**DIRECTION:** Reproduce the records below word for word, starting from their beginning and ending with the line that contains "x=329, y=161". Leave the pictures out of your answer.

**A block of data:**
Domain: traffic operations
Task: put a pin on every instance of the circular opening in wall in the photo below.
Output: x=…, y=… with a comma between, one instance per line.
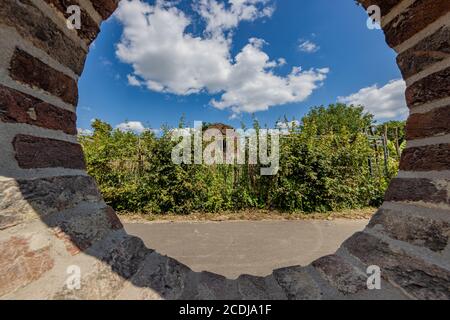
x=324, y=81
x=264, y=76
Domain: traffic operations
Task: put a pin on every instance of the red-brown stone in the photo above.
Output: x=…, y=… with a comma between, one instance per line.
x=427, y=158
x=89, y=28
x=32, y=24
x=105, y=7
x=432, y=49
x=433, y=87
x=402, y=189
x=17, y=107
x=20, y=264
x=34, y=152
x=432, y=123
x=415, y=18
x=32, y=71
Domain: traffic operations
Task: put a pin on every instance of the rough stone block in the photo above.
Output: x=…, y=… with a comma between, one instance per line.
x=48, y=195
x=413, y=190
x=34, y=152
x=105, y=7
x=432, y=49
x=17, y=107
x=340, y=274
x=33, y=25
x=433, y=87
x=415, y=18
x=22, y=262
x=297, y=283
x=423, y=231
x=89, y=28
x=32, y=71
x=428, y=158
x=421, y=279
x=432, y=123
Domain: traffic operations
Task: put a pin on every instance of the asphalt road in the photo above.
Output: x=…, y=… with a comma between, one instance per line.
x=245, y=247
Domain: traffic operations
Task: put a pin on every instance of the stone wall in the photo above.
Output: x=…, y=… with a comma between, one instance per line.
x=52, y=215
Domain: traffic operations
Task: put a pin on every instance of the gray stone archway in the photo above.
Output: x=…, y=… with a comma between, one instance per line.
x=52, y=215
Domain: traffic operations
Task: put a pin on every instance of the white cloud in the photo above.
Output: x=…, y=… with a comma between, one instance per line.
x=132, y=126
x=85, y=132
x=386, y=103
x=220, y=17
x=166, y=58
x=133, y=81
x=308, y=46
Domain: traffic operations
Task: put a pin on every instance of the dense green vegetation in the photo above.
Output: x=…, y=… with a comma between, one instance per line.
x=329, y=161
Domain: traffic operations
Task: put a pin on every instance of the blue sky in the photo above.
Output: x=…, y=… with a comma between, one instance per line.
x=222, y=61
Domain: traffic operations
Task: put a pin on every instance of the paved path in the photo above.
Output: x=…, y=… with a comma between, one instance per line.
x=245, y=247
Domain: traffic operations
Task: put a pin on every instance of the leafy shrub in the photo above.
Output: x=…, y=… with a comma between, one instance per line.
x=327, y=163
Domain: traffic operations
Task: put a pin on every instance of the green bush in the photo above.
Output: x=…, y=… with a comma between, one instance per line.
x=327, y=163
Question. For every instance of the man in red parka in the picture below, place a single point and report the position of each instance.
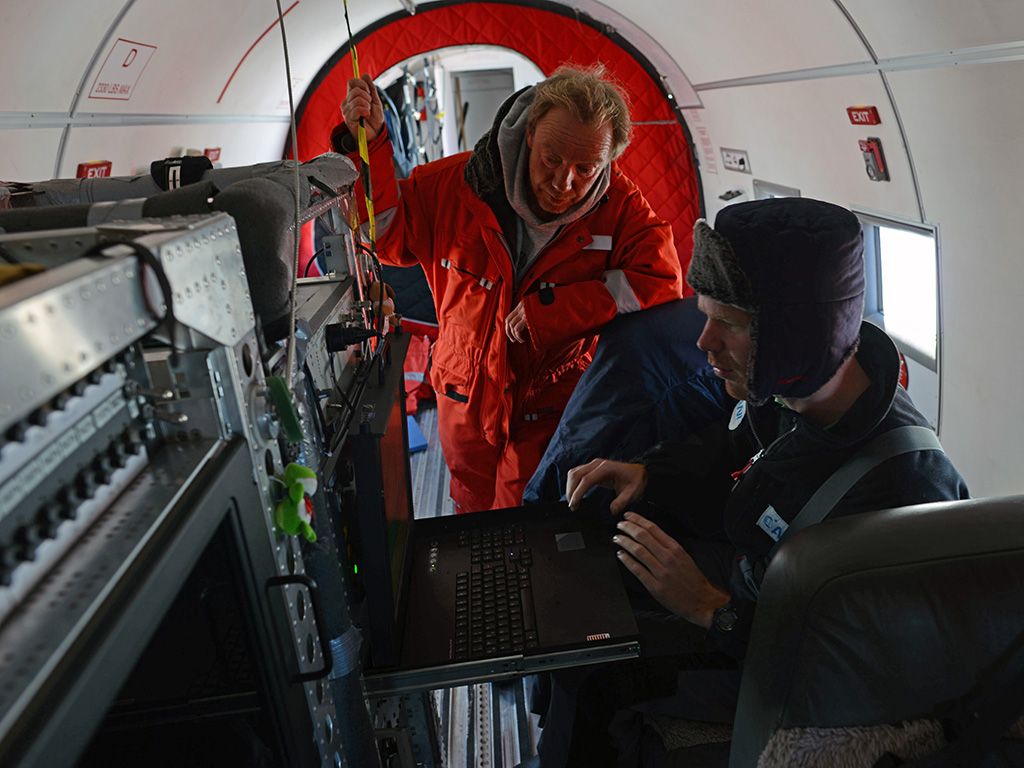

**THE SOLUTION:**
Domain: traffic operations
Task: put a pin on every instance of the circular opening in wall in the photo below.
Output: x=…, y=… with a comma between, one instance per line.
x=324, y=81
x=264, y=76
Domain: traffic operations
Task: put a pin on every instance of the red-brown stone in the photo above.
Output: x=…, y=… with a comma between, one instance per line.
x=427, y=158
x=89, y=28
x=32, y=24
x=105, y=7
x=432, y=49
x=433, y=87
x=402, y=189
x=17, y=107
x=20, y=264
x=34, y=152
x=432, y=123
x=415, y=18
x=32, y=71
Domain: traffic operations
Task: put a pin on every instance of the rough stone block in the photo above.
Output: x=…, y=… with a comma between, one instance per line.
x=48, y=195
x=413, y=190
x=34, y=152
x=105, y=7
x=432, y=49
x=17, y=107
x=340, y=274
x=33, y=25
x=433, y=87
x=415, y=18
x=22, y=262
x=297, y=283
x=423, y=231
x=89, y=28
x=32, y=71
x=428, y=158
x=421, y=279
x=432, y=123
Domain: traffic operations
Task: put a pin on every instance of the asphalt road in the photo above.
Output: x=…, y=… with a comma between, one instance per line.
x=245, y=247
Domain: traffic operations
Task: put a pin on every instance of the stone wall in the photo above.
Output: x=…, y=… with a comma between, one instance per line.
x=52, y=215
Domain: traffic operations
Task: put a pin on every instance of the gray stone archway in the photo above.
Output: x=…, y=… with a comma between, one instance per line.
x=52, y=215
Domain: traffic operations
Task: put a pin on every instance of the white cloud in the photo above.
Output: x=…, y=… with a comma between, one instance per line.
x=132, y=126
x=85, y=132
x=386, y=103
x=220, y=17
x=166, y=58
x=133, y=81
x=308, y=46
Domain: traffic operations
Task: put a pin on every instance of the dense green vegetation in the photo above.
Output: x=…, y=… with a comma between, one instance per line.
x=329, y=161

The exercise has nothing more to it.